## [Passage shown]
Thursday, January 10, 2008

Web vs M.D.

As a young-ish adult, I take many things for granted: my ample head of hair, my ability to troubleshoot computer problems without calling a 1-800 number, and Sam Waterston returning for yet another season on Law & Order. One day, my hair will be gone, computers will be incomprehensible quantum machines, and Sam Waterston will be playing a 110-year-old district attorney on Law & Order. The one thing I shouldn't be taking for granted any more is my health, and this was never made clearer to me than a year ago, when I began treatment for a chronic pain problem.

Before last year, I hadn't seen a real doctor in about eight years. Once, in college, I went to the campus health center to get some prescriptions for a nasty case of the flu. The medical professional who treated me was the sweetest lady ever; she explained everything she did before she did it, smiled brightly the whole time, and gave me a printout from a web site that listed all the things I should be doing to feel better. "You're the nicest doctor I've ever had," I told her as I was leaving. "That's because I'm not a doctor," she said. "I'm a nurse-practitioner."

I had to go home and Google that one.

How seriously should you take your doctor's advice versus the advice you find on a web site? When my condition developed last year, the first thing I did was to do some research online. After several hours of reading and cross-referencing various web sites, I concluded that I had a pinched nerve. This shallow self-diagnosis informed all my interactions with actual doctors later. I told my general practitioner that I thought I had a pinched nerve. He referred me to a neurologist who then sent me to get a battery of tests over several months. The neurologist concluded that I did indeed have a pinched nerve, and the solution would be to undergo physical therapy for three months.

But a funny thing happened when I went for my first therapy session. My physical therapist, who asked me a few simple questions and made me do some stretches, determined within minutes that I didn't have a pinched nerve after all -- I had, in fact, a condition called bursitis. I'd heard of bursitis before, in professional sports injury reports in the news, but it had never occurred to me that I might have it. But the more research I did, the more I think my physical therapist is right.

## [Task directions]
Repeat the blog post about online self-diagnosis word for word, from "How seriously should" up to and including "for three months.".

Entries taken from a collection
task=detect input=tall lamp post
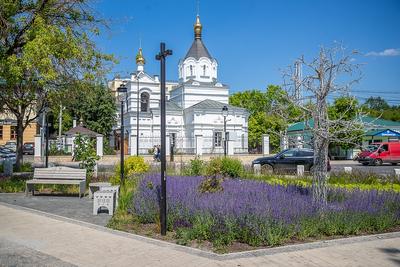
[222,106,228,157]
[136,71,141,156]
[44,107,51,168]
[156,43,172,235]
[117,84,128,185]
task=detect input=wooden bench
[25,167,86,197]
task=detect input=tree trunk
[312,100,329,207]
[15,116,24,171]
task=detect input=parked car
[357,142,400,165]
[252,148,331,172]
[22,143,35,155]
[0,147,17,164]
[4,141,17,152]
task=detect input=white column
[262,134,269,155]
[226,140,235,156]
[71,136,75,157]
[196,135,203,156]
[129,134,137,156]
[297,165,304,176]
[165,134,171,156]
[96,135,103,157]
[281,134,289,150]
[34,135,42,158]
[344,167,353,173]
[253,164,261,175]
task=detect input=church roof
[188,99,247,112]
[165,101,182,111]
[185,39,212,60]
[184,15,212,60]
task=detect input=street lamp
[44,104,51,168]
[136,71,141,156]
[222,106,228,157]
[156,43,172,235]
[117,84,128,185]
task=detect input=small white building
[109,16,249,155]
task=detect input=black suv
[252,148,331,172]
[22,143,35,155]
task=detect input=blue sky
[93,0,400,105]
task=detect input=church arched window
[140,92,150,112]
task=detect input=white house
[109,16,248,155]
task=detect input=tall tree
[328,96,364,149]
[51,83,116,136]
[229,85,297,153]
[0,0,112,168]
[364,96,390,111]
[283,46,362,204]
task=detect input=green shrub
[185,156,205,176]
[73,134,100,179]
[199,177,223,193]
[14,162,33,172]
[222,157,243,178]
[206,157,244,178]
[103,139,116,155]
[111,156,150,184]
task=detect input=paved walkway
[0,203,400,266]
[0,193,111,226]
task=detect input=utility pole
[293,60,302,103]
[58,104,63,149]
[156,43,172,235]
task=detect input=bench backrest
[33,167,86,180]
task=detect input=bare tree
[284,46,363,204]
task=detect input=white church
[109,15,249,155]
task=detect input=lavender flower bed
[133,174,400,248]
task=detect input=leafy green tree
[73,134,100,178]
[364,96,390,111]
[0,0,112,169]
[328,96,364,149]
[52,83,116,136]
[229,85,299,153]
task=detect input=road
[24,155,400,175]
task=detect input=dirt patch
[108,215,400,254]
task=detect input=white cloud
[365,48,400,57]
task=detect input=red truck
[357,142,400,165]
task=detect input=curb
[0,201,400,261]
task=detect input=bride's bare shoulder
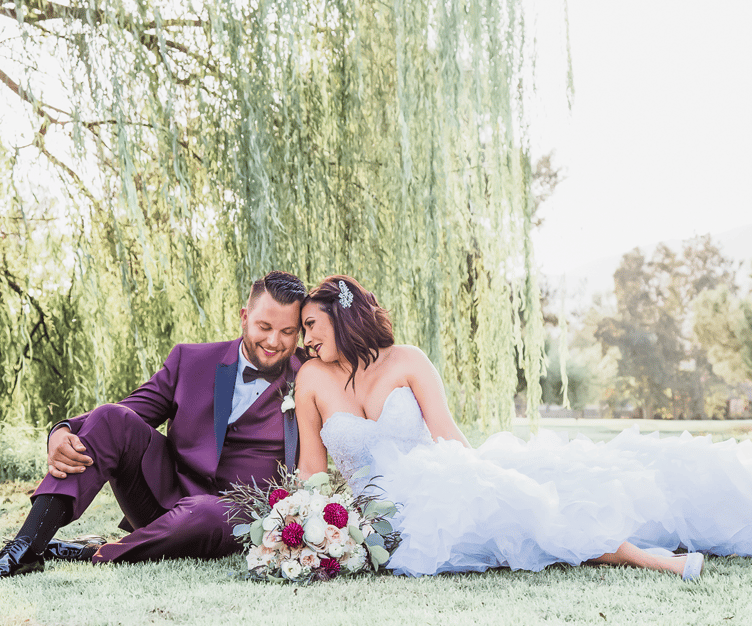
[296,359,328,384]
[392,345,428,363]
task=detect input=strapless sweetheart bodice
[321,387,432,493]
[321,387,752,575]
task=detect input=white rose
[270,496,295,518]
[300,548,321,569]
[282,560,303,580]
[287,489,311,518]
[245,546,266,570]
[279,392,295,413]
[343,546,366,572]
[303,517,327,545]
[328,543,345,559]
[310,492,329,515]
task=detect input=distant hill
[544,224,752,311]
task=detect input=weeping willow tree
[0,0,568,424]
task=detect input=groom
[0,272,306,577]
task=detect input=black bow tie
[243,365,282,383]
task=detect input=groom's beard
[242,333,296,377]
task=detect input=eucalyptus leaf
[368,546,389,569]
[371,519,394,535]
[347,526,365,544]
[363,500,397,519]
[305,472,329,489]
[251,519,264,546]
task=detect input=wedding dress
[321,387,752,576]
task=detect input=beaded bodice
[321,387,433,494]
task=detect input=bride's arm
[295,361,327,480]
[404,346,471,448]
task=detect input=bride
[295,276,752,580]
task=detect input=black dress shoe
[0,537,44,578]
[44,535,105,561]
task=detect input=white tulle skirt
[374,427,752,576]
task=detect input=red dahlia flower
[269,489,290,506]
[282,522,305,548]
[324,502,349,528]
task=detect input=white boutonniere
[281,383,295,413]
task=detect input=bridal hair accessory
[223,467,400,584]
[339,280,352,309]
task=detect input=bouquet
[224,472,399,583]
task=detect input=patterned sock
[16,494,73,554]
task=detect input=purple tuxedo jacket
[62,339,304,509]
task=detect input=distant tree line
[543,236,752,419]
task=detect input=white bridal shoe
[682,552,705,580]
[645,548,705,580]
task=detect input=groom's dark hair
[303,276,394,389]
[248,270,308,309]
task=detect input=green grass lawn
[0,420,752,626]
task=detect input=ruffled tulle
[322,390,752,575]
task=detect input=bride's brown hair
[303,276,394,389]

## [Response box]
How seriously should you take your doctor's advice versus the advice you find on a web site? When my condition developed last year, the first thing I did was to do some research online. After several hours of reading and cross-referencing various web sites, I concluded that I had a pinched nerve. This shallow self-diagnosis informed all my interactions with actual doctors later. I told my general practitioner that I thought I had a pinched nerve. He referred me to a neurologist who then sent me to get a battery of tests over several months. The neurologist concluded that I did indeed have a pinched nerve, and the solution would be to undergo physical therapy for three months.